▸ **DATA SUPPLIED**
···

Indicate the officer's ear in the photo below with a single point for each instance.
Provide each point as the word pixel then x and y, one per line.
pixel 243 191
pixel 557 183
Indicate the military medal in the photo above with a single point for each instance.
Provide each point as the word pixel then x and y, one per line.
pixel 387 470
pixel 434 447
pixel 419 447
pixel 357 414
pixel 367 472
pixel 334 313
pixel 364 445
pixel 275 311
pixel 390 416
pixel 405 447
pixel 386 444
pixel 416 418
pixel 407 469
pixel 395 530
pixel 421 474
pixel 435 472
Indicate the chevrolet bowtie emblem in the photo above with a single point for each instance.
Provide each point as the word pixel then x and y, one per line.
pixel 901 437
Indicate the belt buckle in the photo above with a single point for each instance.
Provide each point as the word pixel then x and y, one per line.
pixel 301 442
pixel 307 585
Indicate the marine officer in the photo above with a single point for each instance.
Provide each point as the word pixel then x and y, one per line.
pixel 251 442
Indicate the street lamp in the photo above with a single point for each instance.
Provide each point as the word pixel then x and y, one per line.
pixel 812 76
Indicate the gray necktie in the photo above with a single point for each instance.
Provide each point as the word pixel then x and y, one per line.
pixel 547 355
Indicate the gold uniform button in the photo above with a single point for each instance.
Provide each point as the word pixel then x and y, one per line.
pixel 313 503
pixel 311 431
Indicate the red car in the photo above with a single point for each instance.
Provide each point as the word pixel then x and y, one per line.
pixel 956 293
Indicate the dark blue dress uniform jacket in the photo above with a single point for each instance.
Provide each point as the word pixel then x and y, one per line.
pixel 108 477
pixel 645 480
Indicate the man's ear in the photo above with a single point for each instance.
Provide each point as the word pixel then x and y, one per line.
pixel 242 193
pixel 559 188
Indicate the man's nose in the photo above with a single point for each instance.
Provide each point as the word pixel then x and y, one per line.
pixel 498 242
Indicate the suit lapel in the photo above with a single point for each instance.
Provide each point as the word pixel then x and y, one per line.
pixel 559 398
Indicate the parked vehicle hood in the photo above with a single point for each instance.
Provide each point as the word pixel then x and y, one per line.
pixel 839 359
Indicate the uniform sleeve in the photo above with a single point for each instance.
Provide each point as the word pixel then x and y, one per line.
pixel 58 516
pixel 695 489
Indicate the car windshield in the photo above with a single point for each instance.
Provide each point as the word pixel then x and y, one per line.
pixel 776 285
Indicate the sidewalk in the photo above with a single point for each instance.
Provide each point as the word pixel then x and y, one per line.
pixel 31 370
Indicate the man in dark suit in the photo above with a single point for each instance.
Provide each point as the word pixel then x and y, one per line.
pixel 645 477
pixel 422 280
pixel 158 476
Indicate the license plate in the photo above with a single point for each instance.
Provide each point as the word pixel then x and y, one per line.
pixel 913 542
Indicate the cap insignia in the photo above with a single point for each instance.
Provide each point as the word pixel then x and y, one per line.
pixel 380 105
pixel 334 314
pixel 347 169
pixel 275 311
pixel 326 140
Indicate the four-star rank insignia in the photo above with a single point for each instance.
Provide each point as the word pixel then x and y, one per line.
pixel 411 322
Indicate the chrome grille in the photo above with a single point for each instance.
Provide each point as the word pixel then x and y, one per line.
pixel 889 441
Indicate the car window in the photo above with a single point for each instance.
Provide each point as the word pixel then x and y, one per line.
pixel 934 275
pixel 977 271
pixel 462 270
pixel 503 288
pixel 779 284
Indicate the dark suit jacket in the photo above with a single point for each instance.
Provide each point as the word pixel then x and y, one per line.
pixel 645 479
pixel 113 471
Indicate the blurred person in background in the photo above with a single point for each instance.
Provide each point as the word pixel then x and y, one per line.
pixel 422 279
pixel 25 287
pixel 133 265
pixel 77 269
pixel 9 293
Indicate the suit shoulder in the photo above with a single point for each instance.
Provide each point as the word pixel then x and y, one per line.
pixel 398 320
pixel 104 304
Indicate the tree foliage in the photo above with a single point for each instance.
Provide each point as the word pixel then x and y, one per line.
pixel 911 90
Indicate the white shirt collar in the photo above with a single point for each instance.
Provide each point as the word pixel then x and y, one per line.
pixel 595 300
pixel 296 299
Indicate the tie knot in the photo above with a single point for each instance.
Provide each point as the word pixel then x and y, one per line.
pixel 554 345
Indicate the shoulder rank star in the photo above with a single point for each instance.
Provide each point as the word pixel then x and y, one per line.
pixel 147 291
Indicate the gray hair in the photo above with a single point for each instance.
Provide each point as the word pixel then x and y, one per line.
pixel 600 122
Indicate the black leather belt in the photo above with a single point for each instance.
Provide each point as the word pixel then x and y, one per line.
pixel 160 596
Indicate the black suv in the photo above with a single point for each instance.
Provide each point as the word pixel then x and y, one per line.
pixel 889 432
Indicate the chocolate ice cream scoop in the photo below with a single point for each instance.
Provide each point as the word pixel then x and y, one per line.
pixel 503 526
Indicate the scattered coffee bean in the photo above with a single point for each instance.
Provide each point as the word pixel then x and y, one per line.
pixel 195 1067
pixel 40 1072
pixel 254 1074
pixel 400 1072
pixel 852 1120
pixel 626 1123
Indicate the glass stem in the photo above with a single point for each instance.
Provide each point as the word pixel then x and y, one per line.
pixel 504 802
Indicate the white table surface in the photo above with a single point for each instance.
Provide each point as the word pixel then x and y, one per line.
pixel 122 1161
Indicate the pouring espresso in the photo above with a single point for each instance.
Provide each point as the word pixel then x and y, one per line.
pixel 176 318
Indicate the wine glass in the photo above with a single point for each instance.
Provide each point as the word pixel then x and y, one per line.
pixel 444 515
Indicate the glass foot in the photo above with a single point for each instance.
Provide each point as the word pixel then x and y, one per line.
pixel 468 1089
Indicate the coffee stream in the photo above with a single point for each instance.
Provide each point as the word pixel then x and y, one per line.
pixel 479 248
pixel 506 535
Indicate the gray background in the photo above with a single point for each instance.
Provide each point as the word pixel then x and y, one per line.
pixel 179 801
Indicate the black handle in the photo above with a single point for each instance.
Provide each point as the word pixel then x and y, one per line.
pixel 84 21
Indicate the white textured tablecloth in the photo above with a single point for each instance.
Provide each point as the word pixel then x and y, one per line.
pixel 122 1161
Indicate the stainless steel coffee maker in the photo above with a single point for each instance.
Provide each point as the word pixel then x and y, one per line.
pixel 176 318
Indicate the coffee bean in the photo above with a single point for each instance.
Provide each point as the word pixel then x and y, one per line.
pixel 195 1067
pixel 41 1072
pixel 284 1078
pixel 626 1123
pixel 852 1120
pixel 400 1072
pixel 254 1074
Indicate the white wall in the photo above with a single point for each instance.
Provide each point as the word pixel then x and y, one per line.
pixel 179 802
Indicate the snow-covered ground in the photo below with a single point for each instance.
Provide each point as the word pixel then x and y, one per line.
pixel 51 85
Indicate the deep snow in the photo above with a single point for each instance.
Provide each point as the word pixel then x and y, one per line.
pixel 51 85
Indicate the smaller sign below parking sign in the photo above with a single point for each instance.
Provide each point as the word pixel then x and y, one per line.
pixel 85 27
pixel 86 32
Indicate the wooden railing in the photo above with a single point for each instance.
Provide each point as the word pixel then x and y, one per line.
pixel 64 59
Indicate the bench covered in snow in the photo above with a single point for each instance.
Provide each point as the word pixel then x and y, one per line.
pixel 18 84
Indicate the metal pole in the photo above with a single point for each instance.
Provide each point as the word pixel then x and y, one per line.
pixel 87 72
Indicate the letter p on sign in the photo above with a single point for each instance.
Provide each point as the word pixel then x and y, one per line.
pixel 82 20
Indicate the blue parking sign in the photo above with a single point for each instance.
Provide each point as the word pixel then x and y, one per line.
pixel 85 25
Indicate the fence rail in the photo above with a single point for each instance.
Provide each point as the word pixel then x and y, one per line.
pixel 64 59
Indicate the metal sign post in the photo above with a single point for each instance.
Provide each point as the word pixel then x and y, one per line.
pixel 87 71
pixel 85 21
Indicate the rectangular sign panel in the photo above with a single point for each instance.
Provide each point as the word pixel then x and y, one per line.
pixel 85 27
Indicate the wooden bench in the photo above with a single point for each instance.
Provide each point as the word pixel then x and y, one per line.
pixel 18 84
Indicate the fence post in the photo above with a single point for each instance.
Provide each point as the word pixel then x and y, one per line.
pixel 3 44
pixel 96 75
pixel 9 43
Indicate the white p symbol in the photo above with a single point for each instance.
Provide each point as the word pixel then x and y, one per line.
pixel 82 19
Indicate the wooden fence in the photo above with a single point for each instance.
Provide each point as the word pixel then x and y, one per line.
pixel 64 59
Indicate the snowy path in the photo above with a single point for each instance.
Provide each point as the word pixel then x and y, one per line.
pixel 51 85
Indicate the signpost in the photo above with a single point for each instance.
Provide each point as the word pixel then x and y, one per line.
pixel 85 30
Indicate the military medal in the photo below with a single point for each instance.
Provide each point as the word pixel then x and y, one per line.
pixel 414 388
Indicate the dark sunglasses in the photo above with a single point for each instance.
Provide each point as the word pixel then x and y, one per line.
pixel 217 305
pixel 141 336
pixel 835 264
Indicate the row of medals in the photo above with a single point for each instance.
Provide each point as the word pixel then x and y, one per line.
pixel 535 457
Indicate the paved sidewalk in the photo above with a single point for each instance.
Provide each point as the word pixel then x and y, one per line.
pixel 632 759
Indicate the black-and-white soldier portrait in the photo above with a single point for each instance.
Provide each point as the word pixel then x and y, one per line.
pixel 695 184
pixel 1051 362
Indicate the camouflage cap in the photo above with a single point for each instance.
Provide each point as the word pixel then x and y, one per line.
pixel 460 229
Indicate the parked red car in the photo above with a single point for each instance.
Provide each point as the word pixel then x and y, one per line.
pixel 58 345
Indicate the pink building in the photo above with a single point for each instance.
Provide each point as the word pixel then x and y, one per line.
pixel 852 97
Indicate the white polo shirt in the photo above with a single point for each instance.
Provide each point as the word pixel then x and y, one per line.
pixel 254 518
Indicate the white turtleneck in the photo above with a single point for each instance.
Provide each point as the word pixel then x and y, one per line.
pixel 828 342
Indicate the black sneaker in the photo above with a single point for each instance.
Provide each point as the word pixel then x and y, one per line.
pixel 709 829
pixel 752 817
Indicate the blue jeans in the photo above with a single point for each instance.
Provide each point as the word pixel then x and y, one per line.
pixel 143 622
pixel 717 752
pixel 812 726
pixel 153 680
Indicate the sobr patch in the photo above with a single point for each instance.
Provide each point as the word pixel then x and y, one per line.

···

▸ **CHALLENGE**
Rewrite the data above as a two-column CSV with the columns text and answer, starting at the top of the data and ending at the line that contains "pixel 956 293". Give one row for each piece of wording and the points that follow it, with every field in quotation marks and line breaks replaced by spaces.

▸ **TASK RESPONSE**
text,answer
"Indicate the officer's ear in the photo below with a single point for each instance. Provide each point as the word pixel then x and y, one per line.","pixel 243 191 pixel 557 183"
"Indicate the military medal in the photo above with a single point for each instance. Provide each point as the word pixel then x and y, one per line.","pixel 387 470 pixel 434 447 pixel 419 447 pixel 357 414 pixel 367 472 pixel 334 313 pixel 364 445 pixel 275 311 pixel 390 416 pixel 405 447 pixel 386 444 pixel 416 418 pixel 407 469 pixel 395 530 pixel 421 474 pixel 435 472"
"Indicate the chevrolet bowtie emblem in the photo above with a single point for each instance. Provide each point as the word pixel then x and y, one per line.","pixel 901 437"
"Indicate the belt buckle in the photo above with a single point for each instance. Provide each point as the word pixel then x and y, one per line.","pixel 301 442 pixel 307 585"
"Indicate the marine officer in the photo above with a single point for each instance. Provide each point as the word pixel then x and y, one per line.","pixel 251 442"
"Indicate the street lamp in the photo above with a single point for each instance. Provide each point as the word pixel then x and y, one per line.","pixel 812 76"
"Indicate the gray necktie in the photo above with a single point for each instance. Provide each point as the word pixel then x and y, one per line.","pixel 547 355"
"Indicate the gold uniform button in the photo above with a single point for each instance. Provide each point as the word pixel then x and y, one per line.","pixel 313 503 pixel 311 431"
"Indicate the red car in the photo above with a single point for each instance. Provide each point as the word pixel then x and y, one per line.","pixel 956 293"